◆ **EXTRACTED INFORMATION**
=== Section Start ===

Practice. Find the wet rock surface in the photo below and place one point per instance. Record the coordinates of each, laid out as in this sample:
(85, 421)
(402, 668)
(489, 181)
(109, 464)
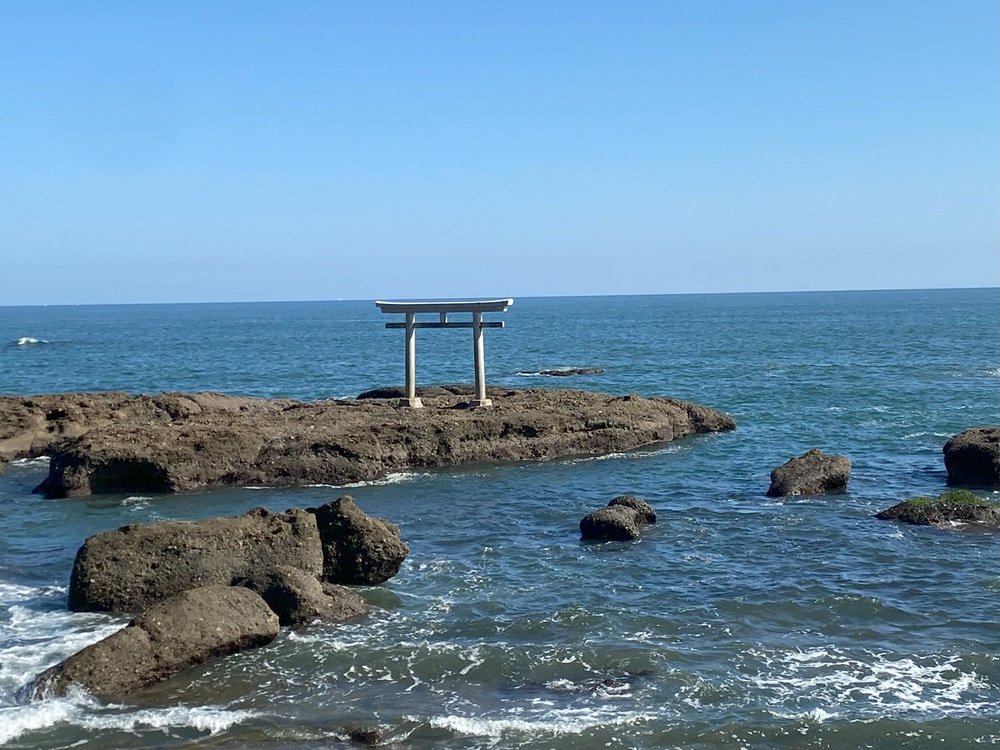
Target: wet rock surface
(180, 632)
(972, 458)
(283, 556)
(951, 508)
(620, 521)
(812, 473)
(113, 442)
(299, 598)
(132, 568)
(357, 548)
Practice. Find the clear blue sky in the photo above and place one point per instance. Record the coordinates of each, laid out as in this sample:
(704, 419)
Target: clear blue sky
(216, 151)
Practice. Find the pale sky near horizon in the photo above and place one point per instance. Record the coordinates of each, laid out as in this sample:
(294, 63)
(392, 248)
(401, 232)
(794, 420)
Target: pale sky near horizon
(230, 151)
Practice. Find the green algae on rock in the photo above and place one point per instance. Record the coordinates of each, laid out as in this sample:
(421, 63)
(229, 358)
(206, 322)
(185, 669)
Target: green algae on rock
(954, 507)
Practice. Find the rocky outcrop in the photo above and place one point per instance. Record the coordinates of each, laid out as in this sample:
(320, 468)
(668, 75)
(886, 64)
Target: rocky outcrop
(972, 458)
(357, 549)
(955, 507)
(111, 442)
(180, 632)
(640, 506)
(812, 473)
(620, 521)
(283, 556)
(132, 568)
(568, 372)
(299, 598)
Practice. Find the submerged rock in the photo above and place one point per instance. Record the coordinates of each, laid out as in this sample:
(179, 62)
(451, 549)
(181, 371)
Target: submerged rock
(950, 508)
(357, 549)
(617, 523)
(568, 372)
(640, 506)
(972, 458)
(180, 632)
(812, 473)
(113, 442)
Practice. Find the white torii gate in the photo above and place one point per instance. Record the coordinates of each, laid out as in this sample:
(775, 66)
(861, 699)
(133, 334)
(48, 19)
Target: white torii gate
(443, 309)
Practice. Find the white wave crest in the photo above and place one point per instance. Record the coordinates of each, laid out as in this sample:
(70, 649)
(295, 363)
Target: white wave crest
(395, 477)
(38, 461)
(871, 683)
(85, 712)
(555, 722)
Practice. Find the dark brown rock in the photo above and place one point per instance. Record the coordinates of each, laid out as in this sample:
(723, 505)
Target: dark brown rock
(972, 458)
(813, 473)
(171, 636)
(299, 598)
(613, 523)
(357, 548)
(955, 507)
(569, 372)
(113, 442)
(134, 567)
(645, 513)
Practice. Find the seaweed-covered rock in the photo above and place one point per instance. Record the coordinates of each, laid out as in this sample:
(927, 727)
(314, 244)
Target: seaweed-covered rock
(180, 632)
(812, 473)
(614, 523)
(954, 507)
(972, 458)
(357, 548)
(645, 513)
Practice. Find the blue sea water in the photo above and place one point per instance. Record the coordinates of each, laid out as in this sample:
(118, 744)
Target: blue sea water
(738, 621)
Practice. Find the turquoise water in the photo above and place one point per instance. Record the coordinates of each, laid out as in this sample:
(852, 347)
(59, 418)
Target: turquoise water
(738, 621)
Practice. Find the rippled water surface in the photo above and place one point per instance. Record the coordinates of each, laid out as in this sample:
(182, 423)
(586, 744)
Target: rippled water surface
(738, 621)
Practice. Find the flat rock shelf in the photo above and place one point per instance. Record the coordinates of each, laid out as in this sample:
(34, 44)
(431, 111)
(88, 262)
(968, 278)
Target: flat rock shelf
(116, 442)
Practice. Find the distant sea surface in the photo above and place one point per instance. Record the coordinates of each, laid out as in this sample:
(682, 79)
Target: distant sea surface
(738, 621)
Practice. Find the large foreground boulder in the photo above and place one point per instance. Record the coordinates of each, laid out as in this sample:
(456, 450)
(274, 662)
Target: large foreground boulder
(972, 458)
(132, 568)
(299, 598)
(812, 473)
(171, 636)
(951, 508)
(357, 549)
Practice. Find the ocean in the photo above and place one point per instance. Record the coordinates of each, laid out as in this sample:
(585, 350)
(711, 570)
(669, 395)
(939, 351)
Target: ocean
(738, 621)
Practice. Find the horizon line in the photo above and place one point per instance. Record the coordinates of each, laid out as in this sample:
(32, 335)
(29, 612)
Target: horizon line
(525, 296)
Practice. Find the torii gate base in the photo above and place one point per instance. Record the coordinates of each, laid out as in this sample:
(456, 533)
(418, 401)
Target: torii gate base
(442, 309)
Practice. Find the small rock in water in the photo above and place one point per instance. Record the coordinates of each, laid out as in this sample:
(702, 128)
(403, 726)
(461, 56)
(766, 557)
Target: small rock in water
(949, 509)
(614, 523)
(972, 458)
(640, 506)
(812, 473)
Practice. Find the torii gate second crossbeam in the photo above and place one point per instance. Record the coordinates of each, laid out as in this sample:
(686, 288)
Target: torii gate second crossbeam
(443, 309)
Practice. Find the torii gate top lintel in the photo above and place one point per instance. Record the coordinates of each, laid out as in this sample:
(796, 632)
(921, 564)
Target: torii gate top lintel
(477, 308)
(490, 305)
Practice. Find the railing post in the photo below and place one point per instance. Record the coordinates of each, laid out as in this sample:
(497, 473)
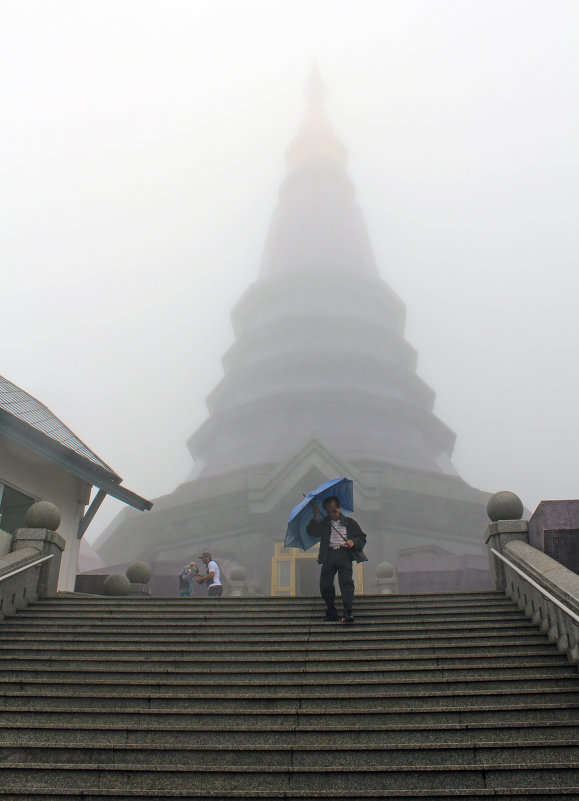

=== Section End ===

Quote all the records verbatim, dropping any pictures from your copy.

◆ **RESULT OF THE EXERCISE**
Practice. Find the wet rock surface in the photo below and place one point per instance. Record the coordinates of each, laid out as in this sample:
(85, 421)
(402, 668)
(489, 181)
(109, 464)
Target: wet rock surface
(180, 632)
(972, 458)
(283, 556)
(951, 508)
(620, 521)
(812, 473)
(113, 442)
(299, 598)
(132, 568)
(357, 548)
Practice. Find the clear blue sky in the photo above and place one point per instance. Record the coordinates of each, laid out as in this sample:
(704, 419)
Target: clear blue sky
(216, 151)
Practice. Find the pale sky near horizon in the photo above and place one point per instance. Record the coordinates of each, laid out as in this sample:
(294, 63)
(392, 248)
(401, 232)
(794, 420)
Target: pale sky near horizon
(230, 151)
Practice. Find the green algae on rock in the photo above and place one point per instance. Record the coordinates of each, laid out as in this sample:
(421, 63)
(229, 358)
(206, 322)
(185, 669)
Target: green algae on rock
(954, 507)
Practice. Find the rocky outcrop in the photo above and place one point per instance. Record the coordinates of each, laid out as in this sample:
(320, 468)
(668, 75)
(886, 64)
Target: rocky outcrop
(972, 458)
(357, 549)
(955, 507)
(111, 442)
(180, 632)
(640, 506)
(812, 473)
(620, 521)
(283, 556)
(132, 568)
(568, 372)
(299, 598)
Practice. Find the submerged rock in the photo above and place one point per instance. Record the coordinates of each, laid out as in this sample:
(179, 62)
(451, 549)
(181, 371)
Target: submerged rock
(950, 508)
(357, 549)
(617, 523)
(568, 372)
(640, 506)
(972, 458)
(180, 632)
(812, 473)
(113, 442)
Practice. Find the white torii gate in the photo above and place one point per instance. Record the coordinates of each, laid out as in this sample:
(775, 66)
(861, 699)
(133, 334)
(48, 19)
Target: white torii gate
(443, 309)
Practice. Find the white wave crest in the photo above and place one point per instance. Record the coordinates of each, laid out as in this sample:
(70, 649)
(295, 363)
Target: white wave crest
(395, 477)
(38, 461)
(871, 683)
(85, 712)
(555, 722)
Practice. Find the dark brown rock in the photo above and place one point per instance. Record the coordinates of each, laid out as in this sample:
(723, 505)
Target: dark brown rock
(972, 458)
(813, 473)
(171, 636)
(299, 598)
(613, 523)
(357, 548)
(955, 507)
(569, 372)
(113, 442)
(134, 567)
(645, 513)
Practice. Find the seaweed-covered rock in the photo above and place one point per instance. Record the coordinates of each, laid out as in this sample:
(927, 727)
(314, 244)
Target: seaweed-covered rock
(180, 632)
(812, 473)
(614, 523)
(954, 507)
(972, 458)
(357, 548)
(645, 513)
Practice. Find the blue sea water in the photo above and place one point per instance. Record the coordinates of each, laid out as in this sample:
(118, 744)
Target: blue sea water
(738, 621)
Practice. Find the turquoise water in the photo above and place one point per instance. Record the coordinates of each, laid out as in this sample:
(852, 347)
(59, 418)
Target: turquoise water
(738, 621)
Practice. Find the rippled water surface in the photo above and place one point per instance. Record the coordinates of each, laid out as in this sample:
(182, 423)
(586, 744)
Target: rippled water surface
(738, 621)
Practice. Find the flat rock shelf in the photo above and place one point per instance. Record the coordinates of each, laid out as in this sample:
(34, 44)
(431, 111)
(88, 262)
(968, 278)
Target: flat rock shelf
(116, 442)
Practice. Find the distant sea surface in the photo above and place one point per instance. Record the coordinates of each, laid out as in this sample:
(682, 79)
Target: distant sea surface
(738, 621)
Practice. Find the large foreground boulder in the photo above and place one point per instance. Record the coordinates of each, laid out as in this sample:
(456, 450)
(274, 662)
Target: large foreground boulder
(972, 458)
(132, 568)
(299, 598)
(812, 473)
(171, 636)
(951, 508)
(357, 549)
Practice. Find the ocean in the photo above and place one point per instance. Record the coordinates of each, laid out as in this sample:
(585, 350)
(711, 570)
(669, 395)
(939, 351)
Target: ocean
(738, 621)
Practice. Find the horizon line in the photo above and place one point per instance. Record the coordinates of each, laid out as in this sample:
(32, 335)
(29, 612)
Target: horizon line
(525, 296)
Practice. Find the torii gate base in the photo above and place one point per instance. Record the coordinates of each, laid out as in this sample:
(456, 533)
(418, 401)
Target: torii gate base
(442, 309)
Practice. Find the small rock in water in the photo above and place one point per instance. Record the coordinates of each, laid out as in this sample:
(702, 128)
(403, 726)
(461, 56)
(766, 557)
Target: small rock in water
(949, 509)
(614, 523)
(972, 458)
(640, 506)
(812, 473)
Practice. Find the torii gate second crossbeam in the photo above and place one point per instance. Record the coordinates of each, laid out as in this sample:
(686, 288)
Target: torii gate second crossbeam
(443, 309)
Practice. Find the torii gate top lintel in the photo above and place one point per instance. Record the coordinates of each, laid out as in this sample:
(796, 632)
(921, 564)
Target: torii gate top lintel
(477, 308)
(490, 305)
Practice. Find the railing post in the photo below and place one point per instance. Record the coordinates of each, laid out as in this sample:
(497, 473)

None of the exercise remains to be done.